### DOCUMENTO FUENTE
¡Cuidado
con la música!
Así
habló Zaratustra VIII.
En
la cuarta parte del libro ocurren cosas extrañas. No canta
Zaratustra sino sus (los) hombres superiores. Toman el arpa y cantan,
cuando él no está reunido con ellos... pero lo que se canta son
poesías, ya no los cantos
como
lo venimos expresando.
Hay
un cambio en esta cuarta parte que tal vez no sea la expresión de su
filosofía como música, sino un antecedente inmediato (aunque esté
ubicado, como dije, al final del libro, siendo su última parte).
Estas poesías fueron compuestas muchos años antes que el
Zaratustra,
algunas incluso 20 años antes, pero Nietzsche se vió llevado a insertarlas ¿Por qué? Porque cantan casi los primeros hallazgos de
él, cuando Dios aún no había muerto.
Veamos
la primera. Se encuentra en El
mago,
y lo que este hombre superior canta -el mago- es un lamento escrito
en 1884, antes llamado El
poeta:
Zaratustra lo encuentra yacente en el suelo, sin registrar el
entorno... «pero
al fin, tras muchos temblores, convulsiones y contorsiones, comenzó
a lamentarse».
El
mago se lamenta, muerto de frío en su corazón, medio muerto por
fiebres desconocidas (canta, se lamenta, por la enfermedad, y a la
enfermedad)... su enfermedad: el pensamiento. ¿Pero qué
pensamiento? El de “desconocido, Dios” (en 1864 ya había hecho
un poema Nietzsche “Al Dios desconocido”). [Ver Hechos
de
los apóstoles
17, 23, el Dios encontrado por Pablo en el areópago, sobre el que
les da un discurso a los atenienses].
Ese
pensamiento de Dios (desconocido) toma el pensar, tortura, es un
ladrón. Llega al corazón, es un verdugo, un cazador. Pero este se
va... su último enemigo huye... y vuelve... huye y vuelve.
######
### LISTADO PROPORCIONADO
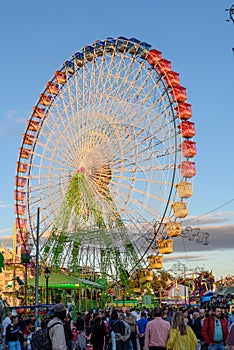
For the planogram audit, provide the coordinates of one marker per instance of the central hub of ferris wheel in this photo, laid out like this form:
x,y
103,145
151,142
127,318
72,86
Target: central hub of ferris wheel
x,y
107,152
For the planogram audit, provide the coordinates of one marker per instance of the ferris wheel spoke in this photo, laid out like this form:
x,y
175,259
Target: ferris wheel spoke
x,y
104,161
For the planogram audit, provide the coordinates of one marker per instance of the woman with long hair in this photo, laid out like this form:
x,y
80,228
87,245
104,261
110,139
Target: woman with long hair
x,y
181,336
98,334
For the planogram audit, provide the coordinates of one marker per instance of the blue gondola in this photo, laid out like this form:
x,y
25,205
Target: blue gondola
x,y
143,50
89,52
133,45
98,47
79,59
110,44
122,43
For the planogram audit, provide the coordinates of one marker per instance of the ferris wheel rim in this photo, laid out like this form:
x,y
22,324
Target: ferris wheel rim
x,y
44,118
######
### LISTADO PROPORCIONADO
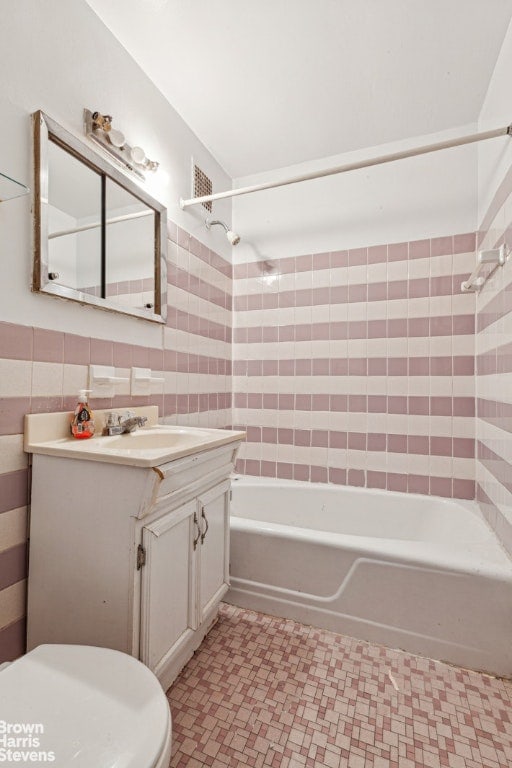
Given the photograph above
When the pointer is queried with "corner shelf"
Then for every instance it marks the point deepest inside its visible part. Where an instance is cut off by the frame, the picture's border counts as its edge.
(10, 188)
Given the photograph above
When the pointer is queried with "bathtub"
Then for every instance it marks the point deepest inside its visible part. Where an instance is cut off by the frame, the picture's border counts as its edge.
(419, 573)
######
Según el texto sobre Así habló Zaratustra, ¿qué título tenía antes el lamento que canta el mago?

El poeta.